**WHAT TO WORK ON:**
Copy out the material word for word, starting with the line that contains "Assuming the window glass" and going on through the last line of the material.

══════════

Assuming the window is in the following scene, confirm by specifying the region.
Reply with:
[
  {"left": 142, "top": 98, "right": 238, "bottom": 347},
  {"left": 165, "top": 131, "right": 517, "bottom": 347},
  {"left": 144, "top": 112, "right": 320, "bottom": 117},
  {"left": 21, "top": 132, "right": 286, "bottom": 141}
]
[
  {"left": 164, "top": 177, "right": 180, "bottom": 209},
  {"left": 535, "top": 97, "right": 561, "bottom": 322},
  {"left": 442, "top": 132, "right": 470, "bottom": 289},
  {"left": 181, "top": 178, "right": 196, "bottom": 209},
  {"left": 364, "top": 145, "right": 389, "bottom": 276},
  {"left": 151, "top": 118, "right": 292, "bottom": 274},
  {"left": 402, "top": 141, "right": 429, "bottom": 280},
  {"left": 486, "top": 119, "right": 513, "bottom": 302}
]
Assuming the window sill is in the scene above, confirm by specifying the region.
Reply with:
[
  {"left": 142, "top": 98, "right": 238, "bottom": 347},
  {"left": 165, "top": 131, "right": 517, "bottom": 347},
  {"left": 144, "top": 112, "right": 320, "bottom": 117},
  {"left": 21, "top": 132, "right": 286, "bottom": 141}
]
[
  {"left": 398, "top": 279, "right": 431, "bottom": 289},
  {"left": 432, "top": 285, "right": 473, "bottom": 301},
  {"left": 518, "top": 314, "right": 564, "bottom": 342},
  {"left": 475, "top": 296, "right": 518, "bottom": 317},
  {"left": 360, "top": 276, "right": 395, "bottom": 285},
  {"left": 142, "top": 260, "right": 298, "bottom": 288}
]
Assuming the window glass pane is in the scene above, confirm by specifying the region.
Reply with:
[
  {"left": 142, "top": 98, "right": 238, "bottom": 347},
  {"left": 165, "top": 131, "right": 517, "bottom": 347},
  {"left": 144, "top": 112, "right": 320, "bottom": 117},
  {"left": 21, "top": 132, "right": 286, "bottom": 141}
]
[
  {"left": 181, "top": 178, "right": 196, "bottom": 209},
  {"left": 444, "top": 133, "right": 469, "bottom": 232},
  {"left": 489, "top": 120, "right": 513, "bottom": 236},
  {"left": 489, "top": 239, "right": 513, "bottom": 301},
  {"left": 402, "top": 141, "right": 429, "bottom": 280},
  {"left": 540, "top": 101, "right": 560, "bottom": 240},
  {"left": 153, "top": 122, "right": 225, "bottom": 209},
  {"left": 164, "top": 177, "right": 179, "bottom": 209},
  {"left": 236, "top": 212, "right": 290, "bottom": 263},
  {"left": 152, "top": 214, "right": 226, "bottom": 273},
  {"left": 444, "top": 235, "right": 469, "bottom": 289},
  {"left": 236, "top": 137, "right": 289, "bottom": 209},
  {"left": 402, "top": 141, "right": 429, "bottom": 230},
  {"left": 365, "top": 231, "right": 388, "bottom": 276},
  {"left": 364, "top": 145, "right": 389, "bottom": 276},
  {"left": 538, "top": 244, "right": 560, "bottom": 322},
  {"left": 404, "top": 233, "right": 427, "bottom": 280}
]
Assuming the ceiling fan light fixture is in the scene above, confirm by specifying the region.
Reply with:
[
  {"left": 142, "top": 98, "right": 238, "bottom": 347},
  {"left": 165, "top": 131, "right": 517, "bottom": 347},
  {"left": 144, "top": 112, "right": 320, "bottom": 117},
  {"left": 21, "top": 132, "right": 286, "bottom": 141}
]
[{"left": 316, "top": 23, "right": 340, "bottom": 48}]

══════════

**RESULT FOR THIS TASK:**
Assuming the window glass pane is in the scene above, confirm by specifying the region.
Reply with:
[
  {"left": 142, "top": 98, "right": 238, "bottom": 347},
  {"left": 165, "top": 131, "right": 517, "bottom": 347},
  {"left": 144, "top": 112, "right": 320, "bottom": 117},
  {"left": 21, "top": 132, "right": 286, "bottom": 141}
]
[
  {"left": 181, "top": 178, "right": 196, "bottom": 209},
  {"left": 444, "top": 133, "right": 469, "bottom": 232},
  {"left": 489, "top": 120, "right": 513, "bottom": 236},
  {"left": 489, "top": 239, "right": 513, "bottom": 301},
  {"left": 402, "top": 141, "right": 429, "bottom": 280},
  {"left": 540, "top": 101, "right": 560, "bottom": 240},
  {"left": 153, "top": 122, "right": 225, "bottom": 209},
  {"left": 164, "top": 177, "right": 179, "bottom": 209},
  {"left": 236, "top": 212, "right": 290, "bottom": 263},
  {"left": 152, "top": 214, "right": 226, "bottom": 273},
  {"left": 444, "top": 235, "right": 469, "bottom": 289},
  {"left": 236, "top": 137, "right": 289, "bottom": 209},
  {"left": 402, "top": 141, "right": 429, "bottom": 230},
  {"left": 365, "top": 231, "right": 388, "bottom": 276},
  {"left": 364, "top": 145, "right": 389, "bottom": 276},
  {"left": 538, "top": 244, "right": 560, "bottom": 322},
  {"left": 404, "top": 233, "right": 427, "bottom": 280}
]
Assuming the ceiling fan light fixture is in the scene above, confirm by specifying the region.
Reply with:
[
  {"left": 142, "top": 98, "right": 238, "bottom": 347},
  {"left": 165, "top": 131, "right": 517, "bottom": 347},
  {"left": 144, "top": 112, "right": 320, "bottom": 117},
  {"left": 21, "top": 132, "right": 286, "bottom": 141}
]
[{"left": 316, "top": 23, "right": 340, "bottom": 48}]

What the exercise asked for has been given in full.